ИСХОДНЫЙ ТЕКСТ ->
------------------------
Ко мне Марина Ивановна отнеслась крайне милостиво, несмотря на несколько презрительное отношение к простым смертным — не творцам и неспособным вдохновлять к творчеству (см. 305 стр. в «Прозе» Цветаевой, изд. им. Чехова, об Асе Тургеневой: «Я поняла, что внушить стихи больше, чем писать стихи, большая богоизбранность, что не будь в мире Аси — не было бы в мире стихов». Эту точную формулировку я прочла сравнительно недавно, но тогда в своей наивности была искренне изумлена и даже возмущена ее словами, что существование матери Марии оправдано тем, что Блок посвятил ей стихи. Снисхождение ко мне с творческих высот так трогательно объяснено во втором письме от 26.XI-32, что перефразировать его не стоит.
В заключение последняя трагическая встреча. Осенью 1938 г. вся русская эмиграция, да и не только эмиграция, была потрясена похищением генерала Миллера в Париже, а также и убийством на швейцарской границе коммуниста Рейсса, повинного, насколько я знаю, в обличительном письме Сталину. Из наших, слава Богу, бывших знакомых немедленно исчезли супруги Клепинины и… Сергей Эфрон. К Марине Ивановне сейчас же бросился покойный Ил. Ис. Фондаминский, всегдашняя опора всех «труждающихся и обремененных». Он рассказывал нам, что М.И. рыдала и готова была клясться, что Эфрон не мог участвовать в кровавом деле.
Через несколько месяцев я зашла к знакомой в небольшой отель (13, Бульвар Пастер) и она сказала мне, что тут живет Марина Цветаева с сыном и что, по-видимому, она очень несчастна. Я решилась постучать в дверь. Марина Ивановна как будто обрадовалась посетительнице и стала объяснять мне, что она должна уехать в Россию, что из Кламара ей пришлось бежать от соседей, мальчика нельзя было держать в школе (французской?) из-за товарищей, что, наконец, ввиду надвигающейся войны она просто умрет с голоду, что и печатать ее никто не станет. Тут же она, к моей большой радости, прочла свою погребальную песню Чехословакии: «Двести лет неволи, двадцать лет свободы». Впоследствии Ил. Ис. говорил мне, что он очень просил ее дать ему эту поэму для «Современных записок», но что она, уже приняв роковое решение, вероятно, боялась печататься в эмигрантской печати.
------------------------
[Строки данных о расположении объектов]

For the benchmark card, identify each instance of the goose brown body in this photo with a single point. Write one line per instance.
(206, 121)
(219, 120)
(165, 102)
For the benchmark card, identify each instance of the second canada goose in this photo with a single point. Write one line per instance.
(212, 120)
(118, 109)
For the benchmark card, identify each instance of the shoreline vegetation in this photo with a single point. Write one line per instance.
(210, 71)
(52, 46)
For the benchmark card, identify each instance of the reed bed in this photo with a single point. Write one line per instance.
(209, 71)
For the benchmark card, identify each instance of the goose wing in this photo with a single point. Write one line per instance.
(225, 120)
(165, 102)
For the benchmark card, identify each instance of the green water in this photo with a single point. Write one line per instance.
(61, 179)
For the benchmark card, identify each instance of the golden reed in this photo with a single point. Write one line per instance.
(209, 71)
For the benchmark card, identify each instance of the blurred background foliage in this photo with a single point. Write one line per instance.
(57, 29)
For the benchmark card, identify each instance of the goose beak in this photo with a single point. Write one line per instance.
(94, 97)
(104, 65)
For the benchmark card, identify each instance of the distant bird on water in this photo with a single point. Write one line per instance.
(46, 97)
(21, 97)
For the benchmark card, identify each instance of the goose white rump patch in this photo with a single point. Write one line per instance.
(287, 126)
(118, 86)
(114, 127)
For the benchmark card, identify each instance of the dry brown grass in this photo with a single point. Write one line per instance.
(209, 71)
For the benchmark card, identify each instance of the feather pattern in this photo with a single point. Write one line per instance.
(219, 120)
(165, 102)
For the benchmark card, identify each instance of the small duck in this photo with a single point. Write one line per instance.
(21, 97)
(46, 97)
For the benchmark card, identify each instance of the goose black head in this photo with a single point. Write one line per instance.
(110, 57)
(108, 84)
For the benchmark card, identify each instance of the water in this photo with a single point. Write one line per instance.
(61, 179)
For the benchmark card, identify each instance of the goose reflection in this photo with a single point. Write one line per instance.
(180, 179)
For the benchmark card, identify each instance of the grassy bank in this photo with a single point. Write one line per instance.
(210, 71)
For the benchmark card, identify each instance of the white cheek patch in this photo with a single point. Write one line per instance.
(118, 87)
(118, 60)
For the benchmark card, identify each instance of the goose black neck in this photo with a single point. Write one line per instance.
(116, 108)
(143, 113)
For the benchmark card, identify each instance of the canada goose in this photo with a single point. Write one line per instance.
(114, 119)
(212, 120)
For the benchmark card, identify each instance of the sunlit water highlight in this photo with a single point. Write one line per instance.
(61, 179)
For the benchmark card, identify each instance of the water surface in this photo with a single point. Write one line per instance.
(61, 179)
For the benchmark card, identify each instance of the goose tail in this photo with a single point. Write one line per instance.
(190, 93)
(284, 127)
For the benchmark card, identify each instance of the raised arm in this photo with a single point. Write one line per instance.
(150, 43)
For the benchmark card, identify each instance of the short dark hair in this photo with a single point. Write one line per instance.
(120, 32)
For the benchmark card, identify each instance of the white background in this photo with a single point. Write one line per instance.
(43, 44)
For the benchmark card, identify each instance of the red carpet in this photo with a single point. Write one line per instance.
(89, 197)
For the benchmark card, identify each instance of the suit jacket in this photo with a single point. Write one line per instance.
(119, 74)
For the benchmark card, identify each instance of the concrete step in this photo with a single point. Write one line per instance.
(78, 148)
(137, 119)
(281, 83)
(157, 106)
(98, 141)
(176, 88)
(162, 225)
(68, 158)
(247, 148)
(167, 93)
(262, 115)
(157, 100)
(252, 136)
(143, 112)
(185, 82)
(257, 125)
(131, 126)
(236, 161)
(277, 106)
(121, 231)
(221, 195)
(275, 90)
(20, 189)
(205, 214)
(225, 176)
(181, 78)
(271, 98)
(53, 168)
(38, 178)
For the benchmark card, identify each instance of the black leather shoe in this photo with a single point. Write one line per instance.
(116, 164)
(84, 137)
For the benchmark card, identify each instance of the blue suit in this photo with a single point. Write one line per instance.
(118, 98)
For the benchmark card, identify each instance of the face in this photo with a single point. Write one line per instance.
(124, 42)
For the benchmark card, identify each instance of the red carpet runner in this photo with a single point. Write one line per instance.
------------------------
ЗАДАНИЕ -> Замените «рыдала» на «плакала» в воспоминаниях о Марине Цветаевой. Приведите целиком отрывок, начиная со слов «В заключение последняя» и далее до слов «в кровавом деле.».

ВЕРНЫЙ ОТВЕТ ->
В заключение последняя трагическая встреча. Осенью 1938 г. вся русская эмиграция, да и не только эмиграция, была потрясена похищением генерала Миллера в Париже, а также и убийством на швейцарской границе коммуниста Рейсса, повинного, насколько я знаю, в обличительном письме Сталину. Из наших, слава Богу, бывших знакомых немедленно исчезли супруги Клепинины и… Сергей Эфрон. К Марине Ивановне сейчас же бросился покойный Ил. Ис. Фондаминский, всегдашняя опора всех «труждающихся и обремененных». Он рассказывал нам, что М.И. плакала и готова была клясться, что Эфрон не мог участвовать в кровавом деле.